- [Written instruction] Pull out each line of the listing that contains the word "wheel".

- [Task input]
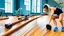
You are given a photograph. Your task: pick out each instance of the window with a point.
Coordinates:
(9, 6)
(36, 6)
(27, 3)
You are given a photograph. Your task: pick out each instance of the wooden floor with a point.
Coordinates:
(34, 28)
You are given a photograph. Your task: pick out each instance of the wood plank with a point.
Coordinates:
(29, 32)
(18, 27)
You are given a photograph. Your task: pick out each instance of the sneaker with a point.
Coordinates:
(55, 29)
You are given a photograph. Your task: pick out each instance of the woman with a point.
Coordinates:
(53, 13)
(61, 18)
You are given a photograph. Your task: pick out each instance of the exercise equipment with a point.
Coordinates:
(55, 29)
(49, 27)
(8, 26)
(62, 29)
(25, 18)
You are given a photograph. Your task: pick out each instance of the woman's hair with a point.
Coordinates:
(47, 7)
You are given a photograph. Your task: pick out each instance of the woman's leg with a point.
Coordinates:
(61, 16)
(55, 23)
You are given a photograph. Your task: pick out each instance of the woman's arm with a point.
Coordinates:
(50, 16)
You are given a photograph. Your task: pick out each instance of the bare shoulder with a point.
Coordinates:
(53, 8)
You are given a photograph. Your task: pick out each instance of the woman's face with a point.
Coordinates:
(46, 10)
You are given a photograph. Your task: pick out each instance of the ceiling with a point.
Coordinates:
(60, 2)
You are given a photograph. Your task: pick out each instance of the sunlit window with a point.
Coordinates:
(36, 6)
(27, 3)
(9, 6)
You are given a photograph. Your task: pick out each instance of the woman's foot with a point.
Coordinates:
(62, 29)
(55, 29)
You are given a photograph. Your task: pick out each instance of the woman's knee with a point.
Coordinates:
(61, 16)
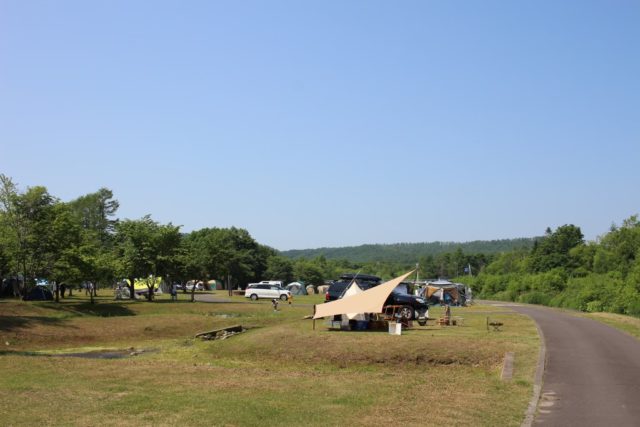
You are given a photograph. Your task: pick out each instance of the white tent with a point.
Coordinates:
(369, 301)
(353, 289)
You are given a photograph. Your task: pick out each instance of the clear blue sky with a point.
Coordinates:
(330, 123)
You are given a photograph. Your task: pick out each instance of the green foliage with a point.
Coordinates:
(409, 253)
(279, 268)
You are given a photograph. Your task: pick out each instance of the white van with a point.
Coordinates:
(265, 290)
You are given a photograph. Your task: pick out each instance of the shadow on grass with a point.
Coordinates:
(9, 323)
(102, 309)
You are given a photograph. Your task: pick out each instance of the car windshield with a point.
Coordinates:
(400, 289)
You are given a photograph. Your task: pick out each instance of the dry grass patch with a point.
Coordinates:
(280, 372)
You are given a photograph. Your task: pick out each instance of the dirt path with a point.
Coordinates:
(592, 372)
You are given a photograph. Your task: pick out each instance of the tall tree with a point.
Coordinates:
(145, 248)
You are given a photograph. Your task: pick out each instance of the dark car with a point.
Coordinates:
(412, 307)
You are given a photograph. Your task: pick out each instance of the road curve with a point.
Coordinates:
(592, 372)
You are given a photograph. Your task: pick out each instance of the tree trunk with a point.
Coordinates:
(57, 288)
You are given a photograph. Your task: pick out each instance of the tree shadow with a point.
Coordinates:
(9, 323)
(88, 309)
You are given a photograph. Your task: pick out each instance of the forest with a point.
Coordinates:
(83, 240)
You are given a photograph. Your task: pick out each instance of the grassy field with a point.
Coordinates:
(279, 372)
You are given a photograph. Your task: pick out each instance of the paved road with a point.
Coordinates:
(592, 372)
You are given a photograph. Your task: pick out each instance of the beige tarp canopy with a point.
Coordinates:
(369, 301)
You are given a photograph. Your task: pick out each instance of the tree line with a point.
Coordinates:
(563, 270)
(407, 253)
(83, 240)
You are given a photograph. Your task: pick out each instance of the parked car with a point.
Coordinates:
(189, 286)
(412, 307)
(259, 290)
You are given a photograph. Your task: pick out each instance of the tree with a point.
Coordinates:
(145, 248)
(279, 268)
(95, 212)
(27, 219)
(309, 273)
(553, 250)
(229, 253)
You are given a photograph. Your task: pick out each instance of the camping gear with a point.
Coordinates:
(395, 328)
(370, 301)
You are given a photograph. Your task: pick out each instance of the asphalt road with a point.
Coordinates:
(592, 372)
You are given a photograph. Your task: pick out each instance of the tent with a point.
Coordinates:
(369, 301)
(444, 292)
(296, 288)
(39, 293)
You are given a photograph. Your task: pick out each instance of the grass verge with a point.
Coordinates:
(280, 372)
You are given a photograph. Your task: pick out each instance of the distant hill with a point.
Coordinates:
(409, 252)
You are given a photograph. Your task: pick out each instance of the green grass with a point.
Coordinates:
(279, 372)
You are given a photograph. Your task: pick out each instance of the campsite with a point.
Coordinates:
(280, 371)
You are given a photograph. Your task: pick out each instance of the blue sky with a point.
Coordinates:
(330, 123)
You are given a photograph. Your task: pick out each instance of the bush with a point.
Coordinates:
(535, 297)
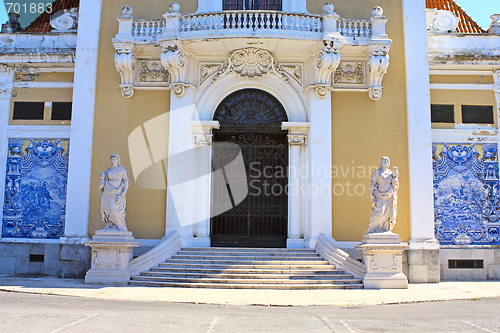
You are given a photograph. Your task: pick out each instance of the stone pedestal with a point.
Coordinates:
(111, 252)
(383, 256)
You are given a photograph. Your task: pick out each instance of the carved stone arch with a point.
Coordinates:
(250, 108)
(210, 99)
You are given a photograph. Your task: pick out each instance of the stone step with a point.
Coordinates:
(246, 249)
(251, 262)
(243, 258)
(246, 266)
(246, 286)
(244, 281)
(311, 276)
(322, 271)
(249, 253)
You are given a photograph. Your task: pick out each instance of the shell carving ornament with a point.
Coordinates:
(251, 62)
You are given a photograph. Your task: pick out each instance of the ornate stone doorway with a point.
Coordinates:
(252, 119)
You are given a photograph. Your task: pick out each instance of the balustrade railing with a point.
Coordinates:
(354, 28)
(251, 20)
(148, 28)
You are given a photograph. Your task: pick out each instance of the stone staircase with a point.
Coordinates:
(247, 268)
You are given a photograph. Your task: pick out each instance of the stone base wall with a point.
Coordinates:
(490, 270)
(423, 266)
(62, 260)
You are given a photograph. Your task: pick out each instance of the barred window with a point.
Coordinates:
(252, 5)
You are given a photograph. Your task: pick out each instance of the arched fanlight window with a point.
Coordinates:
(252, 5)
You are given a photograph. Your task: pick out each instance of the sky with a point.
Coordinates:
(479, 10)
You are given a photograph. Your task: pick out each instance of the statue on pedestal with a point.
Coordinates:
(113, 185)
(384, 195)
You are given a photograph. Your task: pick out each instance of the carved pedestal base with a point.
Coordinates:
(383, 257)
(111, 251)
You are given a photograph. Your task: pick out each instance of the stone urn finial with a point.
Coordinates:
(127, 11)
(328, 8)
(174, 7)
(377, 11)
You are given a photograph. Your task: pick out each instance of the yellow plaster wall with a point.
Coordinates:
(463, 97)
(116, 117)
(364, 130)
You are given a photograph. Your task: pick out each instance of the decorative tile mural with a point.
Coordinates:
(35, 188)
(466, 193)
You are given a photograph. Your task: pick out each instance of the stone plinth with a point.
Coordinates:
(111, 252)
(383, 257)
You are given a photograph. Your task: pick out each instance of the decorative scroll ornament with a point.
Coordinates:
(125, 64)
(327, 62)
(152, 71)
(6, 81)
(206, 70)
(202, 140)
(377, 65)
(251, 63)
(172, 58)
(65, 20)
(350, 73)
(297, 140)
(292, 70)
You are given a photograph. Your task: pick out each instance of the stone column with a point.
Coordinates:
(6, 88)
(319, 163)
(297, 141)
(82, 122)
(202, 140)
(423, 257)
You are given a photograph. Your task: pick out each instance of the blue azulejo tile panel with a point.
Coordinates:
(466, 193)
(35, 188)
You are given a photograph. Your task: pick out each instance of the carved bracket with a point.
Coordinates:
(173, 59)
(125, 64)
(6, 81)
(377, 66)
(297, 140)
(327, 62)
(202, 140)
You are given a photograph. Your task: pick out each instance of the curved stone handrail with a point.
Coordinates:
(342, 260)
(251, 20)
(153, 257)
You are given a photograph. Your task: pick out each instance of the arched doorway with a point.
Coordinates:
(252, 118)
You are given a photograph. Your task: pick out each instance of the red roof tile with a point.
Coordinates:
(465, 23)
(42, 22)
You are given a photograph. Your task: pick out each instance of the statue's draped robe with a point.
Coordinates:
(112, 210)
(384, 211)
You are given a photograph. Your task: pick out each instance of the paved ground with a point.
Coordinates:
(24, 312)
(415, 293)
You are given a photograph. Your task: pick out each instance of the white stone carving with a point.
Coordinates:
(327, 62)
(378, 62)
(125, 64)
(172, 58)
(297, 140)
(6, 81)
(113, 185)
(495, 24)
(202, 140)
(349, 73)
(65, 20)
(441, 21)
(208, 69)
(152, 72)
(111, 252)
(293, 70)
(383, 257)
(384, 196)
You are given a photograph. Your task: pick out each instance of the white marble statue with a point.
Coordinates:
(384, 195)
(113, 185)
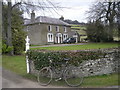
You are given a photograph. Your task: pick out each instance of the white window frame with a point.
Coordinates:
(65, 36)
(57, 28)
(65, 29)
(50, 29)
(50, 37)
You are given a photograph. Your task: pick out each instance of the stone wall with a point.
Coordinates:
(108, 64)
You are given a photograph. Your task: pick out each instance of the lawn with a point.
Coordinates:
(81, 47)
(17, 64)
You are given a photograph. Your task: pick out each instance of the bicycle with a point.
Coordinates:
(72, 75)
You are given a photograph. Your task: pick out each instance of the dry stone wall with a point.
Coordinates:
(108, 64)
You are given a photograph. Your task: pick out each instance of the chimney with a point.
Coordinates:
(33, 16)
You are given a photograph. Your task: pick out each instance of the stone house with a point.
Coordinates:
(45, 30)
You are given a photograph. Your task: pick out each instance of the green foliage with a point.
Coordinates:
(18, 35)
(42, 58)
(5, 48)
(96, 32)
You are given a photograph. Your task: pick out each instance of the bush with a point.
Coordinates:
(42, 58)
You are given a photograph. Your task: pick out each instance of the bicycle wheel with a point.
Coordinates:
(73, 76)
(45, 76)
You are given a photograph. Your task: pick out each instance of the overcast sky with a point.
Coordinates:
(76, 10)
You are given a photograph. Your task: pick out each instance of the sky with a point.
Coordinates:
(74, 10)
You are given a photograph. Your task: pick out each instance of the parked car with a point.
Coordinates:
(70, 40)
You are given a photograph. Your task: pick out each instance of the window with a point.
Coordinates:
(65, 36)
(65, 29)
(49, 28)
(57, 28)
(50, 37)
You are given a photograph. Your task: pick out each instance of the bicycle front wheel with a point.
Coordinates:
(45, 76)
(73, 76)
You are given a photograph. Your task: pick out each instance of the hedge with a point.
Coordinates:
(41, 58)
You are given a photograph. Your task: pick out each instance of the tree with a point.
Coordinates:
(18, 35)
(106, 11)
(96, 32)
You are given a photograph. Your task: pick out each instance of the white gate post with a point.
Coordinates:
(27, 48)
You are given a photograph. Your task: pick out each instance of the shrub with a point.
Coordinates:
(42, 58)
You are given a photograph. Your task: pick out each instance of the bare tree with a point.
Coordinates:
(106, 11)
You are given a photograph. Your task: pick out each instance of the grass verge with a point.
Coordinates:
(81, 47)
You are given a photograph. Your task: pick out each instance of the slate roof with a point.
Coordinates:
(44, 19)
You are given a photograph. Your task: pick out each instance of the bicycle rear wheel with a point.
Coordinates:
(45, 76)
(73, 76)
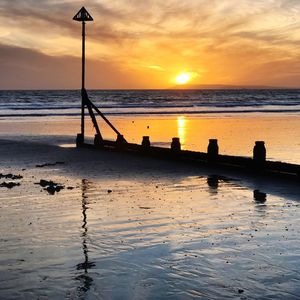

- [Complete answer]
You are given a photograph. Your task: pick out each instance of the bicycle wheel with a point.
You are given a photograph. Your task: pick out each instance of the bicycle front wheel with a point.
You are given a photograph. Your task: pick out each instance of the bicycle rear wheel with a point.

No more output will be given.